■ DOCUMENT PASSAGE:
# # #
# Equi Ping



## JCWHITE (22 September 2011)

Has anyone used the new Equi Ping tie up thingies?
Am thinking of getting a 5 piece pack, just wanted opinions or possible alternatives.
Little problem with youngster pulling back , have thought of maybe using an elasticated tie up, as she doesnt continue to pull if something will give a bit.


----------



## mil1212 (22 September 2011)

I have them, dont rate them. I brought them to use mostly to tie up outside my lorry with my 2 5 year olds, I find they are just not strong enough and the smallest yank undoes them, so I have gone back to bailer twine, as I just cant leave them unattended with them attached to the equiping. Maybe if you wanted to tie a smallish pony up they'd be ok. Brilliant idea, just not quite there.
When my warmblood was 4 he was really naughty to tie so I tied him to a tail bandage to teach him, as there is some give in them.


----------



## JCWHITE (22 September 2011)

Thank you for your reply, so helpful, I will try the tail bandage trick!


----------



## longdog (22 September 2011)

mil1212 said:



			I have them, dont rate them. I brought them to use mostly to tie up outside my lorry with my 2 5 year olds, I find they are just not strong enough and the smallest yank undoes them, so I have gone back to bailer twine, as I just cant leave them unattended with them attached to the equiping. Maybe if you wanted to tie a smallish pony up they'd be ok. Brilliant idea, just not quite there.
When my warmblood was 4 he was really naughty to tie so I tied him to a tail bandage to teach him, as there is some give in them.
		
Click to expand...
# # #
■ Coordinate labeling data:
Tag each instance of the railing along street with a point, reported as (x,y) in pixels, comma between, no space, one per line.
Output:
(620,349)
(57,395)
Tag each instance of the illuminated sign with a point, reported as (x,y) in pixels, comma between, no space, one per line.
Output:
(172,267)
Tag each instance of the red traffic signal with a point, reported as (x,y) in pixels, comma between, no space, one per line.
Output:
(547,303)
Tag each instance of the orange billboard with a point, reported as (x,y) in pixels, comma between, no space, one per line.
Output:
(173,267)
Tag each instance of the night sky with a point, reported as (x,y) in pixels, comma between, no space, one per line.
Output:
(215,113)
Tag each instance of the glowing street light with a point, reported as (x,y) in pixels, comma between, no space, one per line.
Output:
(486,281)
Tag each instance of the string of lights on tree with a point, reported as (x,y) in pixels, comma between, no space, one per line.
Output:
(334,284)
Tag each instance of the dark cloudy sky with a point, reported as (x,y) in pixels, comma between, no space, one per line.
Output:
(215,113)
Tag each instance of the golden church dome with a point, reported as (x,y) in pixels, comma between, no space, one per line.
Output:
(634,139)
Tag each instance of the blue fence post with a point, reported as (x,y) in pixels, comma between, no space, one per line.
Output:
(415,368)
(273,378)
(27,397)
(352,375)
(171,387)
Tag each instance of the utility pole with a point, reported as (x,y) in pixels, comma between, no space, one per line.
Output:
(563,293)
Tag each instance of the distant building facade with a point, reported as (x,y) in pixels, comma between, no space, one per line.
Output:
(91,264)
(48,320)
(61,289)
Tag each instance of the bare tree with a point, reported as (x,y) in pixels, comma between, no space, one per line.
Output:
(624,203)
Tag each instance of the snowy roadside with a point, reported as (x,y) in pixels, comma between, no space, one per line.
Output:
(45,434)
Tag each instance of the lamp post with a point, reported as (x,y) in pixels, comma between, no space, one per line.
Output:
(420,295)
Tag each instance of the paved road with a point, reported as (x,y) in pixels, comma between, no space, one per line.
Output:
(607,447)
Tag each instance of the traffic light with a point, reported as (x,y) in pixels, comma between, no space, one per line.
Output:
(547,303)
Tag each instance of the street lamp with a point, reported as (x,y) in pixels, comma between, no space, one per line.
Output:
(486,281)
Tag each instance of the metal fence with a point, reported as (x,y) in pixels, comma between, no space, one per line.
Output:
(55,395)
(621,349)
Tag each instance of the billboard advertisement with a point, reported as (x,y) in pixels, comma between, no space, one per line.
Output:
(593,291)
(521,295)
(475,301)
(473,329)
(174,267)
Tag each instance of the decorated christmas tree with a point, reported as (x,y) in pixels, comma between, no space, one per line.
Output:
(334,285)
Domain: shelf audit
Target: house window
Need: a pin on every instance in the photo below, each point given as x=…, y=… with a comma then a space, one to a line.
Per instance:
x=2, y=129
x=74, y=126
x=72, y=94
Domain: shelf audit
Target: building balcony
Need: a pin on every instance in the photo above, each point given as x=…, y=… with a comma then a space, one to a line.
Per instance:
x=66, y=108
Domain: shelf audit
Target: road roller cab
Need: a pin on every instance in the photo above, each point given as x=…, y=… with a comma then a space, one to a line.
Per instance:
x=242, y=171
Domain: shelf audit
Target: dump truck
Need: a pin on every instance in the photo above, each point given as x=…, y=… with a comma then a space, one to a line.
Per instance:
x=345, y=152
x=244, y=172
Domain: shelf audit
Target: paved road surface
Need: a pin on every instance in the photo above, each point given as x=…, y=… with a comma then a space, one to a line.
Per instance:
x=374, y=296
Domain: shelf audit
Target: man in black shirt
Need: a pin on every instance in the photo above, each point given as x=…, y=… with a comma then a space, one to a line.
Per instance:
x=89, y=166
# # #
■ SET TASK: Pick up the forum thread on Equi Ping tie-ups after its final line and keep it going.

■ WRITTEN RESPONSE:
Sadly agree - they give too quickly & our TB is often loose on the yard, after just a bit of a tug.


----------



## Vetwrap (22 September 2011)

http://www.randrcountry.co.uk/product-details/bhb-hoof-it-quick-clip/0,674,681/

Have a look at these.  I use these and always keep one in my pocket. They are really effective, can be used anywhere and the replacement bungee cord can be sourced from EBay for £2.99 for 5m!


----------



## Umbongo (22 September 2011)

http://www.kmeliteproducts.co.uk/Yard/km-elite-bungee-ties-1

Use them myself on the yard and trailer and think they are brilliant. Have also used the bungee ties that Vetwrap has linked. Very handy for keeping one in your pocket just in case.


----------



## JCWHITE (23 September 2011)

Thank you for the above links, on sites I wouldnt have thought of looking on.


----------



## Capriole (10 November 2011)

I have one, and tbh, its rubbish   Doesnt really work, comes open way too easily


----------



## Zerotolerance (11 November 2011)

Bought an Equi Ping a month or so ago- OH does love a gadget and wanted to buy 5 - luckily, I'd managed to convince him to just get one to try, as it turned out to be useless. Daren't turn my back for 2 mins as they came apart with a tiny tug! Gone back to thin baling twine- free and just the right breaking strain!


----------



## domane (11 November 2011)

Do the Equi-pings actually come apart at the plastic?  I used to use the ones that Vetwrap linked too and a couple of times they hit me with force as desperately tried to use the quick-release clip on the rope rather than have the tie snapped (you know how it all seems to happen in slow motion and you're never quite quick enough?)  Anything with elastic and bits of plastic are potentially dangerous to eyes


----------



## Capriole (11 November 2011)

domane said:



			Do the Equi-pings actually come apart at the plastic?(
		
Click to expand...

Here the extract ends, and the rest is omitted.